* [PAGE EXTRACT]
○ ○ ○
Death on a Thursday Morning
Quiet, slow, almost listless: it’s Thursday morning and I’m walking to work. As I pass the schoolyard, I hear a weak squawk, a ruffle of feathers going still.
It is a crow lying on its back in the shady gutter, convulsing. I know that it is too late already. But still, I rush to the bird, touch its talon questioningly. It seems to know what I’m asking, and seems to reassure me that I won’t be scratched.
I pick up the crow by the legs, cradling its back, and lay it on the grass as gently as I can. The convulsions are strong. And I am no doctor.
But the bird doesn’t die. There are no wounds that I can find through the sweaty feathers. I stand it on its feet, hoping that perhaps the crow only is stunned from some fall. There is a squawk of pain; the bird is unable to support itself so I lay it back down.
On her way in to work, a matronly woman stops to ask me, in a thick New Orleans drawl, “Wha’s wrawn wid ’im?”
“I dunno. I just found him in the street.”
“Oh. Maybe a car hit ’im, den.”
And with that, I realize that maybe a car can save him. But mine is still at home, where I left it because I walk to work. I pick up the crow, say, “Hold on,” and I start walking. Fast. I try to run, but it shakes him so, that I must slow down again. If only I were stronger.
When I was very young, my father and I took our walk up to the elementary school. We strolled by my classroom, an annex building just before the playground and the track. Near the steps to my classroom’s door, I spotted a red hawk lying among the leaves in the gutter. He was young and smallish, I was able to carry him in my arms.
Dad and I hurried back to the house and to the car so that we could hurry to the vet. But all the while we were hurrying along, I think Dad knew.
The hawk died in my arms before we got to our street. I buried him in a pile of earth that later was incorporated into the sidewalk around that park, where my father and I walked until we moved away.
I whisper to the crow again, “Hold on, little guy,” but I remember, and I know I’m not going to make it. His convulsions have stopped and his body has stiffened. But his eyes still blink, somewhat inwardly, a muted screech still gasping from his beak. He’s still holding on.
○ ○ ○
[Excerpts of pointing data]
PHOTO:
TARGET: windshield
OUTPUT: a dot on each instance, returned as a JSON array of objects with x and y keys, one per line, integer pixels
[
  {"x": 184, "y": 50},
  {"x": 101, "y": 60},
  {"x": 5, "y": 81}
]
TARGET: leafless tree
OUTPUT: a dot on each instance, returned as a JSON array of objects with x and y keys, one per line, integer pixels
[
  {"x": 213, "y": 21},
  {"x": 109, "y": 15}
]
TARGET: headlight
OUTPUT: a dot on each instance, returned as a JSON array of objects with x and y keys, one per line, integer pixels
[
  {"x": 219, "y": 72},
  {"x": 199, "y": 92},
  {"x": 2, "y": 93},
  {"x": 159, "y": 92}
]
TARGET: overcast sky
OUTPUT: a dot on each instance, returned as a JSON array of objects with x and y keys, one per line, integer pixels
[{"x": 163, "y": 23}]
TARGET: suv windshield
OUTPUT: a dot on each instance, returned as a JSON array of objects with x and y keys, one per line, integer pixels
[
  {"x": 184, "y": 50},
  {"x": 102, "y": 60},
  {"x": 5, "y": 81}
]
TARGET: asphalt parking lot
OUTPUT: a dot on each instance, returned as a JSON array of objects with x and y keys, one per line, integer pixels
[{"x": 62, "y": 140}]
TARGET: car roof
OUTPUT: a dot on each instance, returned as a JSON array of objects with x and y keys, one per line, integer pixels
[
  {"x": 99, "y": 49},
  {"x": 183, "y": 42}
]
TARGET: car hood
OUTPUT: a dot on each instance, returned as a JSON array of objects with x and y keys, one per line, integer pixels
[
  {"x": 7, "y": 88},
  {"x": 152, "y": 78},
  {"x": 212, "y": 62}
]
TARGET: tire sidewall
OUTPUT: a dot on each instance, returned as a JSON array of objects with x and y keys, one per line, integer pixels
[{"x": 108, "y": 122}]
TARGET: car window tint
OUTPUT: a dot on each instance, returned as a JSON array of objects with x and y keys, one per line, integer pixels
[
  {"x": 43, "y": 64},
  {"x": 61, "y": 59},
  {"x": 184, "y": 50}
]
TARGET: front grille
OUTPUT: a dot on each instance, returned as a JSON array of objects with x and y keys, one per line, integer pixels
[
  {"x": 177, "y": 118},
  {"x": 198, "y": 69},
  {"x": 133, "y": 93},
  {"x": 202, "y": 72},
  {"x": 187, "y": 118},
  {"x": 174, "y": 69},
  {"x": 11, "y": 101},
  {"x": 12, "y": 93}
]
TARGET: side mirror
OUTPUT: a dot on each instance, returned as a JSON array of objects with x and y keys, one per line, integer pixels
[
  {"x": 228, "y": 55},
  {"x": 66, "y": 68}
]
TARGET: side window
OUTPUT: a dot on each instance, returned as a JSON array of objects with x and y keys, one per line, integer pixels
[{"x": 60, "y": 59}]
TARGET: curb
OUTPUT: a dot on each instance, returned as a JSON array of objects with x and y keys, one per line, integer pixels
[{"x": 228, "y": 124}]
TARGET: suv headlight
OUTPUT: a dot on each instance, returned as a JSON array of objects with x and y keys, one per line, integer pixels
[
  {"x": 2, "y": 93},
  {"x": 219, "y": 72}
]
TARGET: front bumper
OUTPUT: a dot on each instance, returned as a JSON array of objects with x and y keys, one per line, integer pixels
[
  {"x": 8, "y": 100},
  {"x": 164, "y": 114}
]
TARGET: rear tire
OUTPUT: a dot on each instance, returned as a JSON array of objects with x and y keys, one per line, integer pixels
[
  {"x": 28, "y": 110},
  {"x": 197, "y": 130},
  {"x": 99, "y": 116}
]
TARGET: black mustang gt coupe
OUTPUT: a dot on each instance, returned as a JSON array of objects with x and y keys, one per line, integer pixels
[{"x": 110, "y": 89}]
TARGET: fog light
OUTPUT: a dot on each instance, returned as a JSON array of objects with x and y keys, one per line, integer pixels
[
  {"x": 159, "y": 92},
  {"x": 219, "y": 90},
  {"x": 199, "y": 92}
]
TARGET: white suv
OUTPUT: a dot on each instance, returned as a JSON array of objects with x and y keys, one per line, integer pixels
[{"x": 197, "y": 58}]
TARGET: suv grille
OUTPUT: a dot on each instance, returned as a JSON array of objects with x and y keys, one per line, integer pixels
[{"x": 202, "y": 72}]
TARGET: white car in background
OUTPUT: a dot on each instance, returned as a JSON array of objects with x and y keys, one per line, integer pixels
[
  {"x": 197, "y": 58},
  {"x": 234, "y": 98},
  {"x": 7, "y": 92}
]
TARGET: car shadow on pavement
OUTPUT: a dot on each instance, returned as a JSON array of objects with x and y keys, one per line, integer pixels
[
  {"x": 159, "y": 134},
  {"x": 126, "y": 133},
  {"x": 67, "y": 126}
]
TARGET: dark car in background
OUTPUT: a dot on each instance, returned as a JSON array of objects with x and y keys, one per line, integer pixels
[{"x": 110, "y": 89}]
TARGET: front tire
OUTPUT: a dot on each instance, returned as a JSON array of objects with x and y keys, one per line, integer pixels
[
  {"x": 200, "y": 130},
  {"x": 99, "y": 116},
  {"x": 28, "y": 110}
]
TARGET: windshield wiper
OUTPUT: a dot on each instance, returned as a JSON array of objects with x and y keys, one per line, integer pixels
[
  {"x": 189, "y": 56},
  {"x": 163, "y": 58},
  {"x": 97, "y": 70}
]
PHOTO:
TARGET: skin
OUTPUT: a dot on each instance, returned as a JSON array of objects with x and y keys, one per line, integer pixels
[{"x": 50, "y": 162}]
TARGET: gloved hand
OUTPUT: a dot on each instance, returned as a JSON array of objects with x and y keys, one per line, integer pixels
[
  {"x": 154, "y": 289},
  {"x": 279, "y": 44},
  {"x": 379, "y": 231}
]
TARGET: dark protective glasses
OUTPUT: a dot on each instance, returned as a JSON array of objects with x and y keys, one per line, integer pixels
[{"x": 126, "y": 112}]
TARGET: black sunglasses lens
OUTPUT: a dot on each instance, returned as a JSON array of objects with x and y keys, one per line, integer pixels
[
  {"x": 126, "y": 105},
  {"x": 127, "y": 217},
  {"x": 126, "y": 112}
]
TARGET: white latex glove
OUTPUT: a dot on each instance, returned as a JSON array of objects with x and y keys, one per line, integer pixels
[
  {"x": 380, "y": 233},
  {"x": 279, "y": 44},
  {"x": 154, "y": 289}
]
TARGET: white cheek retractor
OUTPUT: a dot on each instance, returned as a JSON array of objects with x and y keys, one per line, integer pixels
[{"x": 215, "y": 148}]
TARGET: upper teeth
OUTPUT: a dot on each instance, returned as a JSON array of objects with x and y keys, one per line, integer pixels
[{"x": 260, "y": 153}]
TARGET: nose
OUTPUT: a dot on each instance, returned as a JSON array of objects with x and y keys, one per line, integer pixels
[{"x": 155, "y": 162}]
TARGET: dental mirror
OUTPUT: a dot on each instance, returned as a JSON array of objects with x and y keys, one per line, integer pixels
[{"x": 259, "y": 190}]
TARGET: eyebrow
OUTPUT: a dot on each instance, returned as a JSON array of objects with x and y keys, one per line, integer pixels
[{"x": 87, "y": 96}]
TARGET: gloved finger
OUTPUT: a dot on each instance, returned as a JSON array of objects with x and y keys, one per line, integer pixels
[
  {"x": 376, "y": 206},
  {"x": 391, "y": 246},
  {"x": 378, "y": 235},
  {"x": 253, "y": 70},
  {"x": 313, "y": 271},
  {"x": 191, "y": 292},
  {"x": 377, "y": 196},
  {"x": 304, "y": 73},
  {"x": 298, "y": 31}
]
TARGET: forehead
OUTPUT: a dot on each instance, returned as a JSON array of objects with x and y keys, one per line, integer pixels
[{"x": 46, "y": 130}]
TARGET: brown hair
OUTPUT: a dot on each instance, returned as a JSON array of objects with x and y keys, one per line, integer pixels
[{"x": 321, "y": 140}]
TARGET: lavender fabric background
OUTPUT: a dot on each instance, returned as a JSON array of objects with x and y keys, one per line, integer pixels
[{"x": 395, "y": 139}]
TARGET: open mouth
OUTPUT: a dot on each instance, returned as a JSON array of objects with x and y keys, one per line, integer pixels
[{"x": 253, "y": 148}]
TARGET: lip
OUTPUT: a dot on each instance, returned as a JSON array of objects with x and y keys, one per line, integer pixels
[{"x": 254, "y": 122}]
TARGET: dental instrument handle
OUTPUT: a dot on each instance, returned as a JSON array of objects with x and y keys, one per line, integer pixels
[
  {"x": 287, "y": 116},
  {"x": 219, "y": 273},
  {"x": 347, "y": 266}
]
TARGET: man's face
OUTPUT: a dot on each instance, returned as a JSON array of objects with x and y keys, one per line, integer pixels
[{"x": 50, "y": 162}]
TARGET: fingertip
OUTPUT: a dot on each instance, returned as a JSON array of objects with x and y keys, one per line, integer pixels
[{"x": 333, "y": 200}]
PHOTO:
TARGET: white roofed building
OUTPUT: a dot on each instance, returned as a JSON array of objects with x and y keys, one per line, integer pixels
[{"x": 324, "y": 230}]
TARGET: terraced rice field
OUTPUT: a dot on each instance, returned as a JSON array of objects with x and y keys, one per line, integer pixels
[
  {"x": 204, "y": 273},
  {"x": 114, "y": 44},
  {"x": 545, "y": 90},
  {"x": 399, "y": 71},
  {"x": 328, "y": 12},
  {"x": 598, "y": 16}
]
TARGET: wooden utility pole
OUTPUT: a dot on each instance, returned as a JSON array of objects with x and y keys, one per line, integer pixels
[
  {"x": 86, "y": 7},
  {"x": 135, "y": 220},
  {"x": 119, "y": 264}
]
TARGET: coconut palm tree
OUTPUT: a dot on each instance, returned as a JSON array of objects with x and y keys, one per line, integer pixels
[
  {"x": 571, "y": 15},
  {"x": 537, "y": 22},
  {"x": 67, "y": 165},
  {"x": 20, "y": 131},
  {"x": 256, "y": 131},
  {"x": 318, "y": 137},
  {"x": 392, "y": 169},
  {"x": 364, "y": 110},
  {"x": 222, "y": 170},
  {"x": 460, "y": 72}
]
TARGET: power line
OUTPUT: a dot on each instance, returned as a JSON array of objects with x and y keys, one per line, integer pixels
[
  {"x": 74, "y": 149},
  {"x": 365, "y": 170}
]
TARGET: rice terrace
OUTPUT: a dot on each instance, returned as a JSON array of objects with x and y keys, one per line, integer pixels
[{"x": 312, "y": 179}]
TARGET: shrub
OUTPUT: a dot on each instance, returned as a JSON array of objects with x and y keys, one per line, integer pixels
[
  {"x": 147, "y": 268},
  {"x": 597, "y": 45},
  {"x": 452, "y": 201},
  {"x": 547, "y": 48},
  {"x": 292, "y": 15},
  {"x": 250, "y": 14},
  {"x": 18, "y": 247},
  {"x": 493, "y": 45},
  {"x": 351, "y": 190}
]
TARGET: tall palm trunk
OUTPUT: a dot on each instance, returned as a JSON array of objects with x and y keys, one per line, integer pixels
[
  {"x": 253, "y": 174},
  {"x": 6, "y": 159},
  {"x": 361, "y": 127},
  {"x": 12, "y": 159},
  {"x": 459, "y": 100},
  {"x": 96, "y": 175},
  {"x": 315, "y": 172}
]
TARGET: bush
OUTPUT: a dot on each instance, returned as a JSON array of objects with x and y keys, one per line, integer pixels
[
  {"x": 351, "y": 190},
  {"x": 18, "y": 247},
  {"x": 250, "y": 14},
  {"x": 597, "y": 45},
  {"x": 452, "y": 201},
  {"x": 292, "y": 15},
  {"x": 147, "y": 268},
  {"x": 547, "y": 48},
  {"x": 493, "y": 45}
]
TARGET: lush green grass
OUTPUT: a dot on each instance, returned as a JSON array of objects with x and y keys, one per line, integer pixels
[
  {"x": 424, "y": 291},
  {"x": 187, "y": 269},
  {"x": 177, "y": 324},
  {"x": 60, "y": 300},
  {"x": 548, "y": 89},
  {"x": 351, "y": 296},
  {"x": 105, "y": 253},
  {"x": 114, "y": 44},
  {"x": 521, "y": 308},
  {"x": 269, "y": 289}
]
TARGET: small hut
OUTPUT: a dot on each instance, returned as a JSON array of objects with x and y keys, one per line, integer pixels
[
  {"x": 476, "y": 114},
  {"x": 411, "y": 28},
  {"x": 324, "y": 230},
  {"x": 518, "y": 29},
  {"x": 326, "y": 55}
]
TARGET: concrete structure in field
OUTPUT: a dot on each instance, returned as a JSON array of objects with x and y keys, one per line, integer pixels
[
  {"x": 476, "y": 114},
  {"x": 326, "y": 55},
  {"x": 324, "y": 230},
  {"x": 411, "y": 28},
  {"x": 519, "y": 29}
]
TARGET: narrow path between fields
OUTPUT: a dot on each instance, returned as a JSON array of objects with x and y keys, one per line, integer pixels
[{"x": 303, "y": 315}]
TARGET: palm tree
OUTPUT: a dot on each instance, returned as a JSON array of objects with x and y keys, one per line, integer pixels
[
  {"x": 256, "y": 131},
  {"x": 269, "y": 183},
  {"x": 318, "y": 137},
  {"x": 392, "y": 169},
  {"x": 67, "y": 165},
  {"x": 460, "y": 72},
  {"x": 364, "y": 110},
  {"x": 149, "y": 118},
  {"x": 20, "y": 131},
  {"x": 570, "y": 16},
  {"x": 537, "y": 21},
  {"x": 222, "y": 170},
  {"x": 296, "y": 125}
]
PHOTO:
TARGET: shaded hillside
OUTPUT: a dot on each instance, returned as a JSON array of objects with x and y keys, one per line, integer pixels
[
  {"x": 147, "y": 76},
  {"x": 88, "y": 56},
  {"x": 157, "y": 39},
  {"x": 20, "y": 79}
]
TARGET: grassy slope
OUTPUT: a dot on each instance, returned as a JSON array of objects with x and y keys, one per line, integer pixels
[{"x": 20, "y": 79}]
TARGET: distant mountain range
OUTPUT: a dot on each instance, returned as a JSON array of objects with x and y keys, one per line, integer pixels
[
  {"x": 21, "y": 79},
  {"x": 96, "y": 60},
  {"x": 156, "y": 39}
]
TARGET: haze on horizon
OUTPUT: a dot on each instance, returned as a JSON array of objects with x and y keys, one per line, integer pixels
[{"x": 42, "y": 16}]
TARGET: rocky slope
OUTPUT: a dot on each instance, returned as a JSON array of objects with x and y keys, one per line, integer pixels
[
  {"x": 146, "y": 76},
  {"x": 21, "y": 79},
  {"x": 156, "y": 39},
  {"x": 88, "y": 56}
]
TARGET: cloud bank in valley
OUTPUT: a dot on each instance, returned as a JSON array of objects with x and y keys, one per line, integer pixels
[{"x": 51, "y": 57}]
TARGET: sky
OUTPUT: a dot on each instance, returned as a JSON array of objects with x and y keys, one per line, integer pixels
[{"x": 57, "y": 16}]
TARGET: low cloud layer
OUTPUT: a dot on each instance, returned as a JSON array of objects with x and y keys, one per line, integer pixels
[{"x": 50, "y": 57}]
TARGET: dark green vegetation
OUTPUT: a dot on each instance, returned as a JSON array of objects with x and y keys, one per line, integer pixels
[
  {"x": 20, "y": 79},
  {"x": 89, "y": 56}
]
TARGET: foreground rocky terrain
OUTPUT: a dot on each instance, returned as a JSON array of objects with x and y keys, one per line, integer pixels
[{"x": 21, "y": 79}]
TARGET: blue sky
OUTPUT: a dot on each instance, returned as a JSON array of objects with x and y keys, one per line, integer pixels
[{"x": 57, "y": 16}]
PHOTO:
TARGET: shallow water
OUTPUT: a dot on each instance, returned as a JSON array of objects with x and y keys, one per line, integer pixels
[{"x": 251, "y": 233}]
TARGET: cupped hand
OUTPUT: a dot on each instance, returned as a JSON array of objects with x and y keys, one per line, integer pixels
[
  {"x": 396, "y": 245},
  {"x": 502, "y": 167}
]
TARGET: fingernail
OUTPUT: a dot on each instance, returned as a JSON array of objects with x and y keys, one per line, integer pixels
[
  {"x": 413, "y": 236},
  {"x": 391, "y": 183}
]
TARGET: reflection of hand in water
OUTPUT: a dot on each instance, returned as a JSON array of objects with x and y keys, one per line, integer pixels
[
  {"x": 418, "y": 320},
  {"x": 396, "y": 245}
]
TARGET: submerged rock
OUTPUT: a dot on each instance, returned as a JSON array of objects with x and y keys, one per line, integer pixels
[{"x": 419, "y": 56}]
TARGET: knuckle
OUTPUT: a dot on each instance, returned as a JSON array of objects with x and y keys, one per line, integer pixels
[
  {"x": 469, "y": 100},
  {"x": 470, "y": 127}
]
○ ○ ○
* [TASK PROMPT]
Transcribe the full essay about the dying crow above, word for word and without changes.

* [EXERCISE RESULT]
Death on a Thursday Morning
Quiet, slow, almost listless: it’s Thursday morning and I’m walking to work. As I pass the schoolyard, I hear a weak squawk, a ruffle of feathers going still.
It is a crow lying on its back in the shady gutter, convulsing. I know that it is too late already. But still, I rush to the bird, touch its talon questioningly. It seems to know what I’m asking, and seems to reassure me that I won’t be scratched.
I pick up the crow by the legs, cradling its back, and lay it on the grass as gently as I can. The convulsions are strong. And I am no doctor.
But the bird doesn’t die. There are no wounds that I can find through the sweaty feathers. I stand it on its feet, hoping that perhaps the crow only is stunned from some fall. There is a squawk of pain; the bird is unable to support itself so I lay it back down.
On her way in to work, a matronly woman stops to ask me, in a thick New Orleans drawl, “Wha’s wrawn wid ’im?”
“I dunno. I just found him in the street.”
“Oh. Maybe a car hit ’im, den.”
And with that, I realize that maybe a car can save him. But mine is still at home, where I left it because I walk to work. I pick up the crow, say, “Hold on,” and I start walking. Fast. I try to run, but it shakes him so, that I must slow down again. If only I were stronger.
When I was very young, my father and I took our walk up to the elementary school. We strolled by my classroom, an annex building just before the playground and the track. Near the steps to my classroom’s door, I spotted a red hawk lying among the leaves in the gutter. He was young and smallish, I was able to carry him in my arms.
Dad and I hurried back to the house and to the car so that we could hurry to the vet. But all the while we were hurrying along, I think Dad knew.
The hawk died in my arms before we got to our street. I buried him in a pile of earth that later was incorporated into the sidewalk around that park, where my father and I walked until we moved away.
I whisper to the crow again, “Hold on, little guy,” but I remember, and I know I’m not going to make it. His convulsions have stopped and his body has stiffened. But his eyes still blink, somewhat inwardly, a muted screech still gasping from his beak. He’s still holding on.